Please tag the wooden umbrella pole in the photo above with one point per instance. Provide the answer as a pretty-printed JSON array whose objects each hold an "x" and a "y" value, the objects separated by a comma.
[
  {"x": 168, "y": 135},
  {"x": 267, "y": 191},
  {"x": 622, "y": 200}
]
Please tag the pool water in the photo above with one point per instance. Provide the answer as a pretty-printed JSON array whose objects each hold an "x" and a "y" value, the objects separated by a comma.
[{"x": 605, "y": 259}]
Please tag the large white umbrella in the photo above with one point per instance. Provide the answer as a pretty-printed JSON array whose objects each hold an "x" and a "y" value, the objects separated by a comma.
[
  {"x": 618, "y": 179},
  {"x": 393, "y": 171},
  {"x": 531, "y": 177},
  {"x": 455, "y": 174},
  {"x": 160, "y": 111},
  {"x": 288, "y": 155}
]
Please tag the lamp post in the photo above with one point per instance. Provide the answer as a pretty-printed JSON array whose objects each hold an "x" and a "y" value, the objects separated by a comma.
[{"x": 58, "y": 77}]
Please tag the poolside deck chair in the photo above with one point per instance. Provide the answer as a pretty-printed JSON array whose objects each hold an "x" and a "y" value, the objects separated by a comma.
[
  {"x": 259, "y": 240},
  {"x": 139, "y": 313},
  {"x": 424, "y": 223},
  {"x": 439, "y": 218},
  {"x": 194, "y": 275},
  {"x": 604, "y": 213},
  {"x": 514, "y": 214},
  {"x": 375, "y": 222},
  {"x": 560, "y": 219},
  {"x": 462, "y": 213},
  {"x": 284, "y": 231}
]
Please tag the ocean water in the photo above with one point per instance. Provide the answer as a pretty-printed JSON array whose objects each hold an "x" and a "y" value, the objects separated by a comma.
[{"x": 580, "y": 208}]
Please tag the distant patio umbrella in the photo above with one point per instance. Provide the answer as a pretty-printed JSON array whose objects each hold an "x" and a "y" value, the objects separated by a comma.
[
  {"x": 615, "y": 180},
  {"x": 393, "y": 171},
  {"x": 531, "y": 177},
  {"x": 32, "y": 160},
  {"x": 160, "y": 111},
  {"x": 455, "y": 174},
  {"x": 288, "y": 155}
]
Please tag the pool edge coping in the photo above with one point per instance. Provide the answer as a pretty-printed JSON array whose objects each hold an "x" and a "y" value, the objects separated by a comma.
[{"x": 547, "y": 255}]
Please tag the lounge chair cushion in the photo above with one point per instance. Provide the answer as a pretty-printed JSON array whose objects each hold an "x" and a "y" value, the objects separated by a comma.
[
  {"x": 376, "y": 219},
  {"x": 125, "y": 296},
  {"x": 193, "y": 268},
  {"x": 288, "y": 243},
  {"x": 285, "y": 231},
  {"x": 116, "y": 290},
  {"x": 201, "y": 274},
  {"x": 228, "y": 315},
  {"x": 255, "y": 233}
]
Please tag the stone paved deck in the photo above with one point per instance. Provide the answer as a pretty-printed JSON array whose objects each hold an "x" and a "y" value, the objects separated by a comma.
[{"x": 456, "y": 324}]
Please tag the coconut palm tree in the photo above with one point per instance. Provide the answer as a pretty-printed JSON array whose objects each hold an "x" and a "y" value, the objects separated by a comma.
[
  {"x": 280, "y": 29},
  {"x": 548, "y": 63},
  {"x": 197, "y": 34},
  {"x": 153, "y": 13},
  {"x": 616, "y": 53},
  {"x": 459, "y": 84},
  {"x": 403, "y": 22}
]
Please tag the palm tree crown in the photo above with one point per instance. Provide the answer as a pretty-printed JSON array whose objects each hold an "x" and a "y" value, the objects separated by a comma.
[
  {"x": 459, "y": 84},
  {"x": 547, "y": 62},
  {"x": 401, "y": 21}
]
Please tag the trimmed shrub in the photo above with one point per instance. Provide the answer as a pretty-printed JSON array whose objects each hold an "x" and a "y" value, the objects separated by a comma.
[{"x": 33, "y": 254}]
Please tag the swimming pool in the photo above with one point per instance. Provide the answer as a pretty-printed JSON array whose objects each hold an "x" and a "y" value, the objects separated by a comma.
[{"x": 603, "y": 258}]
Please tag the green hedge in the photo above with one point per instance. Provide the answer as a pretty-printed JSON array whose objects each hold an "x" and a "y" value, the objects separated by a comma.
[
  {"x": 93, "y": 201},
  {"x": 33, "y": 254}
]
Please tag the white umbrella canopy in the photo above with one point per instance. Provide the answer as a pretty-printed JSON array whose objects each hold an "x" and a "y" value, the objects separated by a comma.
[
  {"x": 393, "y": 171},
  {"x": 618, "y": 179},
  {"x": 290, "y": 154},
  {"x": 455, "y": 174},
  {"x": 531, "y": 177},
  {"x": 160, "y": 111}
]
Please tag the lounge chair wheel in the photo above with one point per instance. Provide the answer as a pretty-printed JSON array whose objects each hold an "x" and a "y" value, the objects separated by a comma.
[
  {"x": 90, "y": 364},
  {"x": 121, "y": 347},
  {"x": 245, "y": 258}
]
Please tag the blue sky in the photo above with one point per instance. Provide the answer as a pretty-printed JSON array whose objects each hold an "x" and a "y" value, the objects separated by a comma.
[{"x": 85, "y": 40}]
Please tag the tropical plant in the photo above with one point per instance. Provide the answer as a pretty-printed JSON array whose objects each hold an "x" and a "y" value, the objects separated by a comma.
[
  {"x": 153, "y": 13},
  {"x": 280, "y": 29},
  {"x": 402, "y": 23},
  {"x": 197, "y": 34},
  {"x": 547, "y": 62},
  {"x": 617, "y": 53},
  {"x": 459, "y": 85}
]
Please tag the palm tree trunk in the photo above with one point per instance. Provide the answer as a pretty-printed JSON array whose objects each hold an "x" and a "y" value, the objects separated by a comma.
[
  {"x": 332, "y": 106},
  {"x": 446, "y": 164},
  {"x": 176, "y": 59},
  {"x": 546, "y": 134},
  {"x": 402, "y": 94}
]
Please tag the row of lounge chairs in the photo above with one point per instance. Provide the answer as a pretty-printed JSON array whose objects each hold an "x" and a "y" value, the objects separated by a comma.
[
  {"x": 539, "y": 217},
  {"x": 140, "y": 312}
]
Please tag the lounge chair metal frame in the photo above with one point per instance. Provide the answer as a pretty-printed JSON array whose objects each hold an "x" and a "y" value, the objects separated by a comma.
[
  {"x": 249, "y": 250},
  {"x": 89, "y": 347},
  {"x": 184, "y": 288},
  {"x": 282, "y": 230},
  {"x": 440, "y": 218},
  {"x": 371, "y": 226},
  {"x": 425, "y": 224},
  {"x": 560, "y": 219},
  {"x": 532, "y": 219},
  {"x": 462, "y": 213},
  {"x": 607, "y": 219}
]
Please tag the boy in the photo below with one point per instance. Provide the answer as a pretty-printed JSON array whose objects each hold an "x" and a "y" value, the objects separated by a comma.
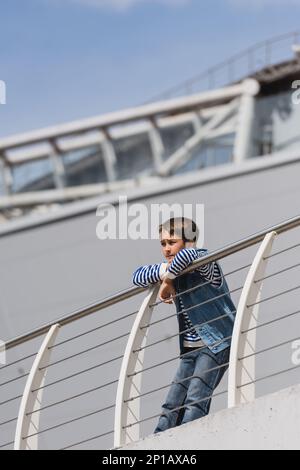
[{"x": 205, "y": 313}]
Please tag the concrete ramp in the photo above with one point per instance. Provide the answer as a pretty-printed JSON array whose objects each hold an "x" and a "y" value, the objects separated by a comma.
[{"x": 270, "y": 422}]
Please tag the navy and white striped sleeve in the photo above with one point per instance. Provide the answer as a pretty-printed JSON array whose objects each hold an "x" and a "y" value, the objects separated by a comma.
[
  {"x": 149, "y": 274},
  {"x": 210, "y": 272}
]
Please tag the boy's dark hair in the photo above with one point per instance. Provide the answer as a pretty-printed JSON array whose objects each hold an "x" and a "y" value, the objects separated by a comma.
[{"x": 183, "y": 228}]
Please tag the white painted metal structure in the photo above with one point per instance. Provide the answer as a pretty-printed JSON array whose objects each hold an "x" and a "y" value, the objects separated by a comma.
[
  {"x": 127, "y": 409},
  {"x": 243, "y": 345},
  {"x": 29, "y": 416},
  {"x": 129, "y": 385},
  {"x": 225, "y": 111}
]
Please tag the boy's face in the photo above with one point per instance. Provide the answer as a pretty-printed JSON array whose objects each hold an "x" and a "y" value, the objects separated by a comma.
[{"x": 171, "y": 245}]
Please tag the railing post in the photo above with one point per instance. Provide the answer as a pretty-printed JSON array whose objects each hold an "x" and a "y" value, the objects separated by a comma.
[
  {"x": 28, "y": 419},
  {"x": 244, "y": 341},
  {"x": 128, "y": 412}
]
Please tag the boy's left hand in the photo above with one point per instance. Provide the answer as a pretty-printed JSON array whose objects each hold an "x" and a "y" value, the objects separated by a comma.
[{"x": 166, "y": 291}]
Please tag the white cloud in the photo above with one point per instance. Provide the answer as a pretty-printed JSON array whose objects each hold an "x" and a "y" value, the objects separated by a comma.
[{"x": 121, "y": 5}]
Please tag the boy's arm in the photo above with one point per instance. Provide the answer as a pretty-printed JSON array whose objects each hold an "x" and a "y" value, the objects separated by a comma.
[
  {"x": 149, "y": 274},
  {"x": 210, "y": 271}
]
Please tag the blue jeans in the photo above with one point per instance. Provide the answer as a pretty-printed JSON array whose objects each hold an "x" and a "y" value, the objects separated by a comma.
[{"x": 193, "y": 385}]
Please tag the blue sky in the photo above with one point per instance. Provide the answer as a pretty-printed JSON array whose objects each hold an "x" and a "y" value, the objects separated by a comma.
[{"x": 68, "y": 59}]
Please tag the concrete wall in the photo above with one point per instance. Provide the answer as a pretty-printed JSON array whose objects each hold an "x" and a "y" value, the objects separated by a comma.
[{"x": 269, "y": 423}]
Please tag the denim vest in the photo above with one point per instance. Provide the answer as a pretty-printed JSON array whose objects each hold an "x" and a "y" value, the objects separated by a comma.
[{"x": 214, "y": 332}]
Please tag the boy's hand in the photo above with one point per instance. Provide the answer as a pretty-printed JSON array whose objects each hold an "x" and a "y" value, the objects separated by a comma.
[{"x": 166, "y": 291}]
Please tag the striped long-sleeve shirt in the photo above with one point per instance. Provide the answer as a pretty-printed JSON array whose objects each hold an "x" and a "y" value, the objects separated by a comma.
[{"x": 151, "y": 274}]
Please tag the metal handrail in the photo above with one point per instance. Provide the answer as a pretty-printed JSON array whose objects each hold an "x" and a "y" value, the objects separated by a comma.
[
  {"x": 186, "y": 85},
  {"x": 133, "y": 291}
]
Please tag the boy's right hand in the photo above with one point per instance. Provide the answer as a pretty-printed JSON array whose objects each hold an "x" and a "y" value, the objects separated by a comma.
[{"x": 166, "y": 291}]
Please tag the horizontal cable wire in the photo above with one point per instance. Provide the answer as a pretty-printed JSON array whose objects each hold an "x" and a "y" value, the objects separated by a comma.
[
  {"x": 66, "y": 400},
  {"x": 192, "y": 307},
  {"x": 84, "y": 351},
  {"x": 10, "y": 399},
  {"x": 269, "y": 376},
  {"x": 177, "y": 382},
  {"x": 8, "y": 421},
  {"x": 278, "y": 272},
  {"x": 176, "y": 409},
  {"x": 176, "y": 357},
  {"x": 203, "y": 284},
  {"x": 183, "y": 332},
  {"x": 67, "y": 422},
  {"x": 14, "y": 379},
  {"x": 282, "y": 251},
  {"x": 78, "y": 373},
  {"x": 270, "y": 348},
  {"x": 18, "y": 360},
  {"x": 274, "y": 296},
  {"x": 7, "y": 444},
  {"x": 93, "y": 329},
  {"x": 88, "y": 440},
  {"x": 271, "y": 321}
]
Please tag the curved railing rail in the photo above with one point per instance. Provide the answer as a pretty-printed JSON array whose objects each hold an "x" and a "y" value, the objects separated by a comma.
[{"x": 127, "y": 407}]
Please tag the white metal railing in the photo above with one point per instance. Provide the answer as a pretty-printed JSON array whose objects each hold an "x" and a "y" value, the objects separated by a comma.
[
  {"x": 243, "y": 64},
  {"x": 131, "y": 363}
]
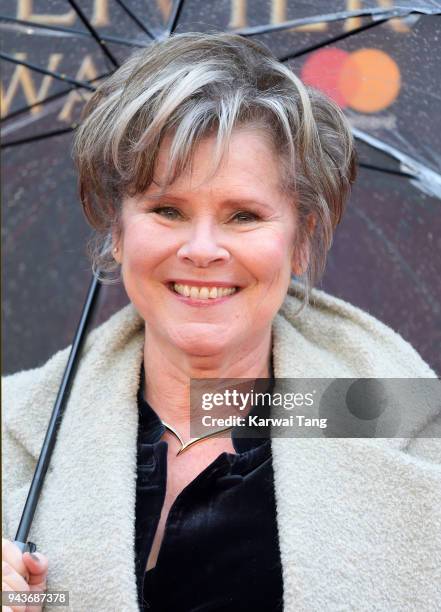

To do: Copy the data verbatim, starting at the line containing "Please tag the white metal" and continuing through the last line of the data. Omit any pictures.

Reply to the task:
Please tag the white metal railing in the photo above with one point per instance. Provide the answer as a pretty-printed JSON array whose objects each hold an "x" and a "y" value, the objects separated by a comma.
[
  {"x": 243, "y": 64},
  {"x": 131, "y": 363}
]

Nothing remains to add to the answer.